*TASK*: Can you output the data as a Markdown table with the columns Index and Content, one numbered row per line, starting with the line containing "wooden plank wall" and going on through the last line of the data? Leave out blank lines and pictures.

-- START MATERIAL SUPPLIED --

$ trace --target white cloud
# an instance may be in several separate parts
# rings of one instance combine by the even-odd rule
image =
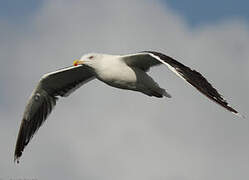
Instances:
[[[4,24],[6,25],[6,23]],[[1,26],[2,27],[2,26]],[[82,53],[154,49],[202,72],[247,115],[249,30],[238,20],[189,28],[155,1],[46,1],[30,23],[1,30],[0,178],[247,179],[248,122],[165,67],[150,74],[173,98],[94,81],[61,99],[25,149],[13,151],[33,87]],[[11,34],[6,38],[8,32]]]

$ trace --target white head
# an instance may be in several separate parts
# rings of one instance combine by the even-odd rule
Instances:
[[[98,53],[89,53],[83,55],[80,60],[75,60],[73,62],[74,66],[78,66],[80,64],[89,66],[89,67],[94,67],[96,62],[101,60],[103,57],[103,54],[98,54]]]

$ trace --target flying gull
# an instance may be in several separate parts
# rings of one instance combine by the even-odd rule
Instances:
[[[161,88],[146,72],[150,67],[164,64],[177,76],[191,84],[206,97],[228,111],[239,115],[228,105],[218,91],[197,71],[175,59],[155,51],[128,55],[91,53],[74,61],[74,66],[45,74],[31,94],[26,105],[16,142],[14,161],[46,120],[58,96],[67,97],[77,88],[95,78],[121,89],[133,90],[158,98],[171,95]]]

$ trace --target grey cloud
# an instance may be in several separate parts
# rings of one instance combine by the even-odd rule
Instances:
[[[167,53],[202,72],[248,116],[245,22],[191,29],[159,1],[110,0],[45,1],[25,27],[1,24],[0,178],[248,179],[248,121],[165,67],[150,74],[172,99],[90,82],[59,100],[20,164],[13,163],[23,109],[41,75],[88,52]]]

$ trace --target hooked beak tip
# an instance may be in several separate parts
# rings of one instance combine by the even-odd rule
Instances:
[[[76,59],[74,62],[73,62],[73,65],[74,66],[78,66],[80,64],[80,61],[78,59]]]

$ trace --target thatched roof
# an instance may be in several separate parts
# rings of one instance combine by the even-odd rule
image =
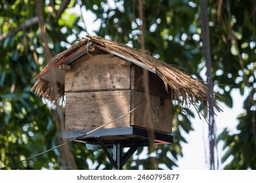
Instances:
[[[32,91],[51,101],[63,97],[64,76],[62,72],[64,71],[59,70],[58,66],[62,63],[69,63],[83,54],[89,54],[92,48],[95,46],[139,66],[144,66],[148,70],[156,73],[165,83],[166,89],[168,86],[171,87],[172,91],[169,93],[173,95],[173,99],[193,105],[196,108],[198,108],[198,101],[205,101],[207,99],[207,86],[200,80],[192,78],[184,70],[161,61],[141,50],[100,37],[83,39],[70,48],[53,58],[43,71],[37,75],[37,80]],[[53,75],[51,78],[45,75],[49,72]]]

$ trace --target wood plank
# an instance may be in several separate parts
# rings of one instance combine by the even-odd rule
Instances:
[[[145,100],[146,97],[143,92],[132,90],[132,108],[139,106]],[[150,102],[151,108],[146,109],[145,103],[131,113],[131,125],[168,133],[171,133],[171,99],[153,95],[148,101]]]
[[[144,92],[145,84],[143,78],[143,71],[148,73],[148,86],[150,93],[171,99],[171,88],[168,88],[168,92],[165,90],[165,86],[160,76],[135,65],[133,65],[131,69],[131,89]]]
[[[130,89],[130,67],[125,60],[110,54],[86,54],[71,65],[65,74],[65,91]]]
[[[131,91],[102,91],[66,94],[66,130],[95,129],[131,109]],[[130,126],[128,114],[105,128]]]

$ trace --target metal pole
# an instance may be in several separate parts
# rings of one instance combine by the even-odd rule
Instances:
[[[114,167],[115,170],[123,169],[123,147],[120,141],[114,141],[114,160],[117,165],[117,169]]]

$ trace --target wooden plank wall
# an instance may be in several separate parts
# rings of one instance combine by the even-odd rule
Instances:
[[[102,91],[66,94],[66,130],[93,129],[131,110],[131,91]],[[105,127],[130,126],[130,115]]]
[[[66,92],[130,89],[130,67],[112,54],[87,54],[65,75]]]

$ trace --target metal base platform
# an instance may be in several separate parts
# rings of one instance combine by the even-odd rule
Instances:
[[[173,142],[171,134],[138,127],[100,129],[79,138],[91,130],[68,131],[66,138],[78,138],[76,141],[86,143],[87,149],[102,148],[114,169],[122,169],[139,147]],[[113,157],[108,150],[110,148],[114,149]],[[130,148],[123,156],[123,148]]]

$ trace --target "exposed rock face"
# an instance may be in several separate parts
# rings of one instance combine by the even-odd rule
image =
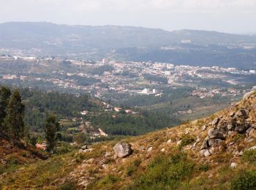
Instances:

-- END MATERIAL SUPPLIED --

*WORKED ANSWER*:
| Index | Content |
|---|---|
| 1 | $ trace --target wooden plank wall |
| 2 | # an instance may be in several separate parts |
| 3 | # rings of one instance combine by the even-odd rule |
| 4 | Instances: |
| 5 | [[[102,91],[66,94],[66,130],[93,129],[131,110],[131,91]],[[105,127],[130,126],[130,115]]] |
| 6 | [[[66,92],[130,89],[130,67],[112,54],[87,54],[65,75]]] |
| 7 | $ trace --target metal base platform |
| 8 | # an instance may be in several separate parts |
| 9 | # rings of one instance combine by the even-odd rule |
| 10 | Instances: |
| 11 | [[[173,142],[171,134],[138,127],[100,129],[79,138],[91,130],[68,131],[66,138],[78,138],[76,141],[86,143],[87,149],[102,148],[114,169],[122,169],[139,147]],[[113,157],[108,150],[110,148],[114,149]],[[130,148],[123,156],[123,148]]] |
| 12 | $ trace --target "exposed rock face" |
| 13 | # an instance may be in several separate parts |
| 14 | # rings of one instance combine by the even-odd rule |
| 15 | image = |
| 16 | Instances: |